Entries on locating named things
'''

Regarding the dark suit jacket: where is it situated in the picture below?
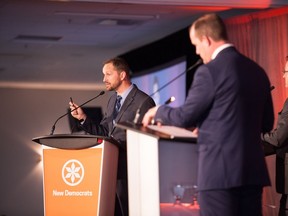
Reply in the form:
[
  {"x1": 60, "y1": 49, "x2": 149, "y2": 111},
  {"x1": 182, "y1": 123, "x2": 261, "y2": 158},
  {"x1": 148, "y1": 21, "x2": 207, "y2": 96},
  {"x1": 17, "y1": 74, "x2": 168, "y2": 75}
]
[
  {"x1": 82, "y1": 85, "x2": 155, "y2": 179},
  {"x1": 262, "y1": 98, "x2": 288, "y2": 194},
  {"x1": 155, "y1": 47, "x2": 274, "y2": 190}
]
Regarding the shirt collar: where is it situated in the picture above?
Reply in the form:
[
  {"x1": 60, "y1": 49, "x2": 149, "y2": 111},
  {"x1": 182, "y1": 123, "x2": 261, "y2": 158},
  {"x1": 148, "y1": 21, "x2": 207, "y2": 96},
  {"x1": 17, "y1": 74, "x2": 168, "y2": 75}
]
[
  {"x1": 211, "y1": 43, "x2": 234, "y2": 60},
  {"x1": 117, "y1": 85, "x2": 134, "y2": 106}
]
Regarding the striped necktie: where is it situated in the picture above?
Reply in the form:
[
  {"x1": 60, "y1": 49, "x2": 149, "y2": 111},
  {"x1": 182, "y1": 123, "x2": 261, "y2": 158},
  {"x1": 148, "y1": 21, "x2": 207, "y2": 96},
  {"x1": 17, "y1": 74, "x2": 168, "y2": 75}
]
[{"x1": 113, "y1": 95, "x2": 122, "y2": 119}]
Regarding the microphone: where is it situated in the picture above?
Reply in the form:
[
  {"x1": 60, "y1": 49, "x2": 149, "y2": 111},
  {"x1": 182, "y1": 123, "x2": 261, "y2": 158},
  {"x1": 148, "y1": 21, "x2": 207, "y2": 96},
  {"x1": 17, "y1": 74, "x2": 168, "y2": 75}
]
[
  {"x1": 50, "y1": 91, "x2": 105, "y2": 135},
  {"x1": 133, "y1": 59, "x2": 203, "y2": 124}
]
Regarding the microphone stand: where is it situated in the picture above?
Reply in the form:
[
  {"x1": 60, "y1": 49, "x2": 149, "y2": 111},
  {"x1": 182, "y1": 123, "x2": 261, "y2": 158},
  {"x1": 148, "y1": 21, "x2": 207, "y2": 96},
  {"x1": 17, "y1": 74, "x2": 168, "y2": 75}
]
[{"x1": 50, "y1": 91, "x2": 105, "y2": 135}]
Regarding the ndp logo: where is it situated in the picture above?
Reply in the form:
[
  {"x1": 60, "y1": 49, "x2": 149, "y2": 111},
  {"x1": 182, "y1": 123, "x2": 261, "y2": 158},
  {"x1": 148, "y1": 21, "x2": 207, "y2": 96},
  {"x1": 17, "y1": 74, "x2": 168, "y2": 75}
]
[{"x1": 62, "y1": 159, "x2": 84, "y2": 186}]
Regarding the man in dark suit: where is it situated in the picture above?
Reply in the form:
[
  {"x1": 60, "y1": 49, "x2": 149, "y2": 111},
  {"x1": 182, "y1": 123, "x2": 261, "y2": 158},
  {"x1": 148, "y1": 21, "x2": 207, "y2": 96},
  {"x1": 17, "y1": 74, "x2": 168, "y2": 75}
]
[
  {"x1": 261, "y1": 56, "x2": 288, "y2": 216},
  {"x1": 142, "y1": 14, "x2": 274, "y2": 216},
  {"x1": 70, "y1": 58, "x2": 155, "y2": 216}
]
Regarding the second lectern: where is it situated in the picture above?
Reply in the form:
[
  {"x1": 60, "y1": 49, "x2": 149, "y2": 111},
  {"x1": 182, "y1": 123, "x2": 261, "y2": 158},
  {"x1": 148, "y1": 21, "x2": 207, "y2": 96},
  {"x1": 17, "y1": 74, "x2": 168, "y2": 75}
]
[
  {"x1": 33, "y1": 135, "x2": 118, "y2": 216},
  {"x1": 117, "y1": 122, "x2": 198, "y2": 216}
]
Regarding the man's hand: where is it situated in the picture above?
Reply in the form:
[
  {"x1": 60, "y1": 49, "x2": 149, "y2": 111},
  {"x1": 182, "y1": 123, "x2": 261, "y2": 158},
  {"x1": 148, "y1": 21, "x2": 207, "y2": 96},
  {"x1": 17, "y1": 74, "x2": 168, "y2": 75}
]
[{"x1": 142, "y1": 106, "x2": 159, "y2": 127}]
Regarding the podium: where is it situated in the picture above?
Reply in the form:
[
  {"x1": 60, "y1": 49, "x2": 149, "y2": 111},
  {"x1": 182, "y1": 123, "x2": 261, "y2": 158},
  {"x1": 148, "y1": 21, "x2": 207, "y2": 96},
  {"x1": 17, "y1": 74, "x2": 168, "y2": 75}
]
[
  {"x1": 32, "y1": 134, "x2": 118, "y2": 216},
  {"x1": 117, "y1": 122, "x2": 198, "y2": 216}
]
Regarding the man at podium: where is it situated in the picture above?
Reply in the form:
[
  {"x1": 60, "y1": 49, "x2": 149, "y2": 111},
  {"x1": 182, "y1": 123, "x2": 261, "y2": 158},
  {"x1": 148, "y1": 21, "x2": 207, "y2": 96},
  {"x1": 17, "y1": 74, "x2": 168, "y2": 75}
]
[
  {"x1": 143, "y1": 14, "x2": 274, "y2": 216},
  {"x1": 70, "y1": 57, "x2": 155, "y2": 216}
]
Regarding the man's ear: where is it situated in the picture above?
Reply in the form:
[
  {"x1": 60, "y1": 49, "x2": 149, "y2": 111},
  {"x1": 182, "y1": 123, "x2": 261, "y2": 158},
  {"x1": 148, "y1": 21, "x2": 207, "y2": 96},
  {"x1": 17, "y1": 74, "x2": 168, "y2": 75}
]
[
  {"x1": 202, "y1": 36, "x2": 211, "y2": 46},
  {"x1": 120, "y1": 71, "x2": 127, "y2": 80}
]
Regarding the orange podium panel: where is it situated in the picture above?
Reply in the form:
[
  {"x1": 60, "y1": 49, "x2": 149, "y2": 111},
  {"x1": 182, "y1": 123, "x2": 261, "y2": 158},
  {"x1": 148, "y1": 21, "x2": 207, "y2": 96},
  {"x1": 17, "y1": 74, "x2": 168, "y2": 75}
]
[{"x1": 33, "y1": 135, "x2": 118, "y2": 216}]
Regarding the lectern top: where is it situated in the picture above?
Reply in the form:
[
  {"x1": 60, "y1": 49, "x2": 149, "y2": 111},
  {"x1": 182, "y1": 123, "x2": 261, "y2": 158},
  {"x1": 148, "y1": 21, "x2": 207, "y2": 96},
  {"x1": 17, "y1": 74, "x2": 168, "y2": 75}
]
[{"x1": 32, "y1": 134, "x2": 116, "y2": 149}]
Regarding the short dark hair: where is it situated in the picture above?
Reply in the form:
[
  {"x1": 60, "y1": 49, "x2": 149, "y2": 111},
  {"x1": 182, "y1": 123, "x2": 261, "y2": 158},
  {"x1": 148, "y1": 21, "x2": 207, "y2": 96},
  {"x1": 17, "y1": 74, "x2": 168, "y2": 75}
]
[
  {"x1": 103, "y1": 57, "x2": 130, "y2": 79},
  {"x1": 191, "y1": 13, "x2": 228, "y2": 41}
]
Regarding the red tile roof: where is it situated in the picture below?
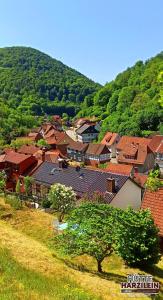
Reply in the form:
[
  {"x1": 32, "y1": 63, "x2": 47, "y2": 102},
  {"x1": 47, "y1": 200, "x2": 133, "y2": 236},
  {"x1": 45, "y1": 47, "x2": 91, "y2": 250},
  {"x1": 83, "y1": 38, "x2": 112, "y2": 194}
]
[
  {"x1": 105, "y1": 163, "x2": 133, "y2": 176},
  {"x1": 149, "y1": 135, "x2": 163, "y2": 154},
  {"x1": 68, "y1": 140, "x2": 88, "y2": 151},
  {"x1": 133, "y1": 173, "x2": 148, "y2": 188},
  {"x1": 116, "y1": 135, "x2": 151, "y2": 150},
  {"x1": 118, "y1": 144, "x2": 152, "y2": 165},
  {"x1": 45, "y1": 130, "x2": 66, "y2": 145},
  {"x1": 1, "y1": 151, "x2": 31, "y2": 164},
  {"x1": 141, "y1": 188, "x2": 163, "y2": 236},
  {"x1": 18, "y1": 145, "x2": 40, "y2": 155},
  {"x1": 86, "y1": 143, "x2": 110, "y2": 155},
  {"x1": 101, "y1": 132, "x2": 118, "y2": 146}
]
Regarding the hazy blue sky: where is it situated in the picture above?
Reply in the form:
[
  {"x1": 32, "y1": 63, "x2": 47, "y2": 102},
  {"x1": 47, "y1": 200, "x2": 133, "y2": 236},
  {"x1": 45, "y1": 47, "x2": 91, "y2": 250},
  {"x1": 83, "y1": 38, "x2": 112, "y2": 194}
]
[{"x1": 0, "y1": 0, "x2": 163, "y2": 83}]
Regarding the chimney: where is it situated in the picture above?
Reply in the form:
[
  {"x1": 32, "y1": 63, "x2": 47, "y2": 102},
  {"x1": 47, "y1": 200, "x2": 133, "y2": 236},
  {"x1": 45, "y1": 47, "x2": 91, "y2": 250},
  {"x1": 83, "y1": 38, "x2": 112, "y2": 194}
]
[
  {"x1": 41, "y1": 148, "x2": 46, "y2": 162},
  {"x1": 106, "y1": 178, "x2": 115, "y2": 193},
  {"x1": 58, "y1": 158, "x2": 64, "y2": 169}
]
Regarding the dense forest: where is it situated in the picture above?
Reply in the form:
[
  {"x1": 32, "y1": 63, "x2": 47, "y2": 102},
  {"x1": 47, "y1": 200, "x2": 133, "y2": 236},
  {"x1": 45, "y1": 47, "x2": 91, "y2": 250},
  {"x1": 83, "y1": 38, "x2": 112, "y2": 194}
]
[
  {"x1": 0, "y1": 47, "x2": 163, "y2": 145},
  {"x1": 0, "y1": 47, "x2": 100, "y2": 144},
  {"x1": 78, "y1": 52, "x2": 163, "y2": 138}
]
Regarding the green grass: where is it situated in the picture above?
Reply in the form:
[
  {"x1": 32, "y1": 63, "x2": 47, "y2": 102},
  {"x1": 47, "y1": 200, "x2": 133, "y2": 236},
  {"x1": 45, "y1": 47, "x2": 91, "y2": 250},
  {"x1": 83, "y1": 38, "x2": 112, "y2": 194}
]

'''

Exercise prompt:
Reproduce the material word for word, beginning with the line that contains "Regarding the hazy" and continuing through the final line of the material, both included.

Result of this task:
Regarding the hazy blue sky: where is it situated in the picture above?
Reply in the form:
[
  {"x1": 32, "y1": 63, "x2": 47, "y2": 102},
  {"x1": 47, "y1": 200, "x2": 133, "y2": 236},
  {"x1": 45, "y1": 47, "x2": 91, "y2": 250},
  {"x1": 83, "y1": 38, "x2": 112, "y2": 194}
]
[{"x1": 0, "y1": 0, "x2": 163, "y2": 83}]
Regarding the chimney: where is it situated in the picture above?
Reply in the form:
[
  {"x1": 32, "y1": 63, "x2": 47, "y2": 102},
  {"x1": 47, "y1": 200, "x2": 133, "y2": 236},
  {"x1": 45, "y1": 47, "x2": 91, "y2": 250},
  {"x1": 83, "y1": 38, "x2": 112, "y2": 194}
]
[
  {"x1": 41, "y1": 148, "x2": 46, "y2": 162},
  {"x1": 106, "y1": 178, "x2": 115, "y2": 193},
  {"x1": 58, "y1": 158, "x2": 64, "y2": 169}
]
Regarding the dense forest: where is it situated in the picture above?
Reply in the form:
[
  {"x1": 32, "y1": 63, "x2": 47, "y2": 102},
  {"x1": 47, "y1": 200, "x2": 133, "y2": 236},
  {"x1": 45, "y1": 47, "x2": 91, "y2": 250},
  {"x1": 83, "y1": 38, "x2": 112, "y2": 194}
]
[
  {"x1": 0, "y1": 47, "x2": 163, "y2": 145},
  {"x1": 0, "y1": 47, "x2": 100, "y2": 144},
  {"x1": 78, "y1": 52, "x2": 163, "y2": 138}
]
Regarding the green grass: where is it situated in the picture above?
Reply in the form:
[
  {"x1": 32, "y1": 63, "x2": 47, "y2": 102},
  {"x1": 47, "y1": 200, "x2": 133, "y2": 236},
  {"x1": 45, "y1": 47, "x2": 91, "y2": 250},
  {"x1": 83, "y1": 38, "x2": 112, "y2": 194}
]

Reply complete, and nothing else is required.